* _Supplied records_
○ ○ ○ ○ ○
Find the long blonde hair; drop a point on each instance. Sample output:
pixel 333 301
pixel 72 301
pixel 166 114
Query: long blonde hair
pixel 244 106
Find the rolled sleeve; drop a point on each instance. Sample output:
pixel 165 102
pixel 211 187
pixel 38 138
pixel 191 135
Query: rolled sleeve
○ ○ ○ ○ ○
* _Assigned task_
Produce an exact transcription of the lines from the one containing "pixel 166 114" through the end of the records, both included, and no other lines.

* _Solved problem_
pixel 166 114
Query: long blonde hair
pixel 244 106
Find the rolled sleeve; drop a point on each instance. Sample output:
pixel 165 102
pixel 211 187
pixel 38 138
pixel 191 135
Query: rolled sleeve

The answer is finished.